**ASSIGNMENT:** Given the listing below, write out exactly the lines starting with the line that has "Where can you find the man wearing" and going on through the line that has "Where can you find the man's shoulder", both kept.

**AVAILABLE RECORDS:**
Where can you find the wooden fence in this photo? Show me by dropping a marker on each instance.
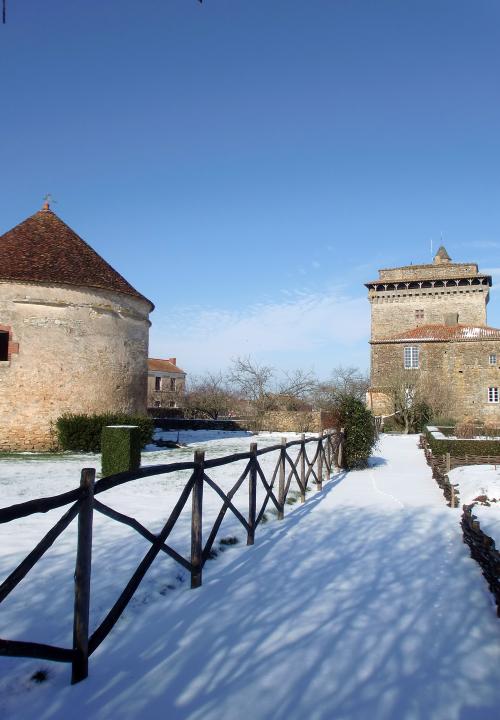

...

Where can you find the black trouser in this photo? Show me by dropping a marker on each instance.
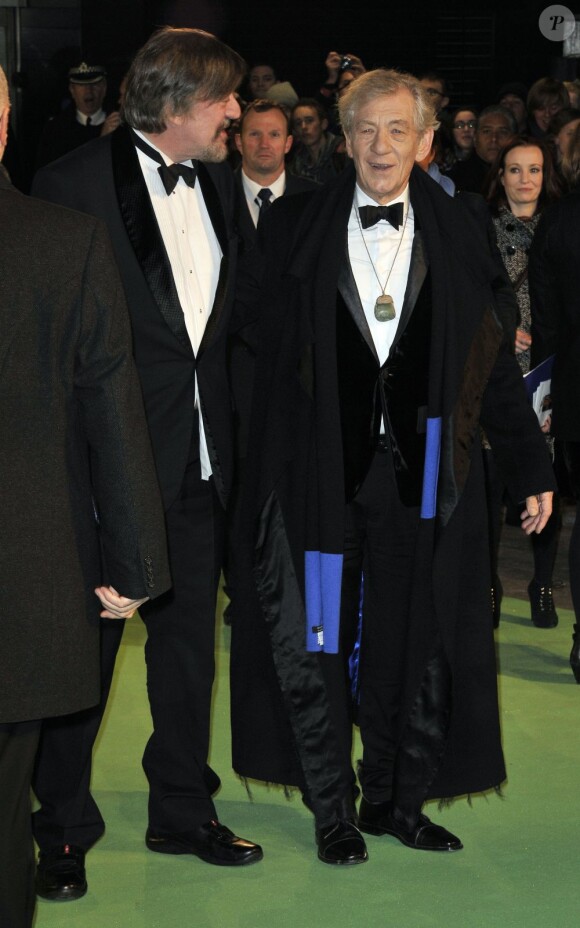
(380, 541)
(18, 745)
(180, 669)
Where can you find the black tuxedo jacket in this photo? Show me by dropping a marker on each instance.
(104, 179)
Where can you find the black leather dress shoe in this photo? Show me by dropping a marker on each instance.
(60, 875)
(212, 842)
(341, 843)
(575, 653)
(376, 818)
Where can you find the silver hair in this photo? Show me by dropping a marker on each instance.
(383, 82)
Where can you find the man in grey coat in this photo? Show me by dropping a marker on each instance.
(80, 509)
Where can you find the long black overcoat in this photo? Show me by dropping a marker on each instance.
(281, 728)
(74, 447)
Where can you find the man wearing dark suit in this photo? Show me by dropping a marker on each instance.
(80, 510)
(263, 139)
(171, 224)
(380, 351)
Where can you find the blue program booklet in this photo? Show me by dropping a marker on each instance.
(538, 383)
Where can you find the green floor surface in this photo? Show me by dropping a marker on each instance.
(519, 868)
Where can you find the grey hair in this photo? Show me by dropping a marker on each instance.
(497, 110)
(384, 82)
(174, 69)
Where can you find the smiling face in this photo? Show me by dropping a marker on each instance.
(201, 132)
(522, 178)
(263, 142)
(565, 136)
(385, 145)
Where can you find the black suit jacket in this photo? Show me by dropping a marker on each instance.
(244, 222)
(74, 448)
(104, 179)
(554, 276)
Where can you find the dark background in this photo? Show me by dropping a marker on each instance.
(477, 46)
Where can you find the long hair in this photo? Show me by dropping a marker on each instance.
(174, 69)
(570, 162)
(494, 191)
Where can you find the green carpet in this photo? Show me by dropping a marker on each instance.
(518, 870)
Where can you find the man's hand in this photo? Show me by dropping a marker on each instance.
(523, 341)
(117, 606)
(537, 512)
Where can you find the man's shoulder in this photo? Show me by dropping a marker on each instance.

**SOLUTION BELOW:**
Where can you find the man wearing dark suit in this photo? Show me by dropping a marker on each instance.
(80, 510)
(263, 139)
(171, 224)
(380, 351)
Where can you find the blue program booklet in this photo? Show me by dropping a marker on each instance.
(538, 383)
Where can you find the green floor surface in this photo? Show me by dropping a marker on each instance.
(519, 868)
Where can you find the grey hair in this photo? Show me by dropping a marker on each instance.
(497, 110)
(384, 82)
(174, 69)
Where can you find the smiling face in this photo? Show me by dropping a marker on each instance.
(201, 132)
(522, 178)
(263, 142)
(565, 136)
(385, 145)
Where can you find the black suit jacket in this photo? Show me by dropping a marker on each instance.
(244, 222)
(74, 448)
(104, 179)
(554, 276)
Where can you find the dark background in this photo? Show me by dropping a marker on each instance.
(477, 46)
Where can you find the long hair in this photo? Show me by dropping a marker on each instance.
(174, 69)
(570, 162)
(494, 191)
Where can you find the green carpet in this photo? Show me by dropping a marker on each instance.
(518, 870)
Where can you find the man's hand in this photo? Show me by dropping a marker on each instance.
(523, 341)
(117, 606)
(537, 512)
Where can you find the man's shoulder in this photo? Show me by dropping a marker on each instance.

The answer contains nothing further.